--- TASK ---
Rewrite these items, changing "positive clicks" to "foreground clicks" and keeping the rest identical.

Saved entries:
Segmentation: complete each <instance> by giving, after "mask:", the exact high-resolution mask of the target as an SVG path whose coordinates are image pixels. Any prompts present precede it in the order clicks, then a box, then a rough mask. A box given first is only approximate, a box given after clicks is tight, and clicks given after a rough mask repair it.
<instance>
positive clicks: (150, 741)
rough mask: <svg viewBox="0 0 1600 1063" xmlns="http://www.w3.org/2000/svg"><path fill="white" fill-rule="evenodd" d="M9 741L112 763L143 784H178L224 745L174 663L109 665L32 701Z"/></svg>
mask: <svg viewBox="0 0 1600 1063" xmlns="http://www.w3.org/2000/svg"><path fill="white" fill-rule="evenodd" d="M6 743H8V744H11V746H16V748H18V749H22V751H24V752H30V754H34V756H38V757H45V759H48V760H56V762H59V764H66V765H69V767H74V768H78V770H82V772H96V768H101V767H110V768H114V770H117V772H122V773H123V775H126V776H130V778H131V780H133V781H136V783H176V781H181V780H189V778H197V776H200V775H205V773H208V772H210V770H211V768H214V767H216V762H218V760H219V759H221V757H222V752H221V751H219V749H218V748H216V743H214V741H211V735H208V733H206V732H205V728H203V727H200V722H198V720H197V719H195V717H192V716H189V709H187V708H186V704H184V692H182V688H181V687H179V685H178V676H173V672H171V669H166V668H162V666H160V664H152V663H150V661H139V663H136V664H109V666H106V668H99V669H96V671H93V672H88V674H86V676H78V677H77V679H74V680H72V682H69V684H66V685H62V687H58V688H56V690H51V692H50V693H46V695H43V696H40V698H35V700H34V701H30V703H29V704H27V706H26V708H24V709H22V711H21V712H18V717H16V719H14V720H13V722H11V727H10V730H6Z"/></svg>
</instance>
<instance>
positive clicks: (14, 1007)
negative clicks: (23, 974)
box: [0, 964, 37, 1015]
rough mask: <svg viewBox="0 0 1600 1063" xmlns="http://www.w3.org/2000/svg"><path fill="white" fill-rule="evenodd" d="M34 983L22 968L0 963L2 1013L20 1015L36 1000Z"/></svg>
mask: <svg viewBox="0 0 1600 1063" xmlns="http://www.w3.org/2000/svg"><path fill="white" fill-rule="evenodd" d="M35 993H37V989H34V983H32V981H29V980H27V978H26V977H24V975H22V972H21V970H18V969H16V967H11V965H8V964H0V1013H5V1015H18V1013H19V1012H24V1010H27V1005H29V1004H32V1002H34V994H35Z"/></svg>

--- TASK OUTPUT ---
Segmentation: complete each <instance> by giving, after "mask:", the exact high-resolution mask of the target as an SVG path whose coordinates are image pixels. Any prompts present precede it in the order clicks, then a box, then a rough mask. A box given first is only approximate, a box given after clicks is tight, and clicks given after a rough mask repair it.
<instance>
foreground clicks: (150, 741)
rough mask: <svg viewBox="0 0 1600 1063" xmlns="http://www.w3.org/2000/svg"><path fill="white" fill-rule="evenodd" d="M9 741L112 763L143 784H178L224 745L174 663L109 665L32 701Z"/></svg>
mask: <svg viewBox="0 0 1600 1063" xmlns="http://www.w3.org/2000/svg"><path fill="white" fill-rule="evenodd" d="M6 743H8V744H11V746H16V748H18V749H22V751H24V752H30V754H34V756H38V757H45V759H48V760H56V762H59V764H66V765H69V767H74V768H78V770H82V772H96V768H101V767H110V768H114V770H117V772H122V773H123V775H126V776H130V778H131V780H133V781H136V783H176V781H181V780H189V778H197V776H200V775H205V773H208V772H210V770H211V768H214V767H216V762H218V760H219V759H221V757H222V752H221V751H219V749H218V748H216V743H214V741H211V735H208V733H206V732H205V728H203V727H200V722H198V720H197V719H195V717H192V716H189V709H187V708H186V704H184V692H182V688H181V687H179V685H178V676H173V672H171V669H166V668H162V666H160V664H152V663H150V661H139V663H136V664H109V666H106V668H99V669H96V671H93V672H88V674H86V676H78V677H77V679H74V680H72V682H69V684H66V685H62V687H58V688H56V690H51V692H50V693H46V695H43V696H40V698H35V700H34V701H30V703H29V704H27V706H26V708H24V709H22V711H21V712H18V717H16V719H14V720H13V722H11V727H10V730H6Z"/></svg>
</instance>
<instance>
foreground clicks: (14, 1007)
negative clicks: (23, 974)
box: [0, 964, 37, 1015]
rough mask: <svg viewBox="0 0 1600 1063" xmlns="http://www.w3.org/2000/svg"><path fill="white" fill-rule="evenodd" d="M34 983L22 968L0 963L2 1013L20 1015L36 1000Z"/></svg>
mask: <svg viewBox="0 0 1600 1063" xmlns="http://www.w3.org/2000/svg"><path fill="white" fill-rule="evenodd" d="M35 993H37V989H34V983H32V981H29V980H27V978H26V977H24V975H22V972H21V970H18V969H16V967H11V965H8V964H0V1013H5V1015H18V1013H19V1012H24V1010H27V1005H29V1004H32V1002H34V994H35Z"/></svg>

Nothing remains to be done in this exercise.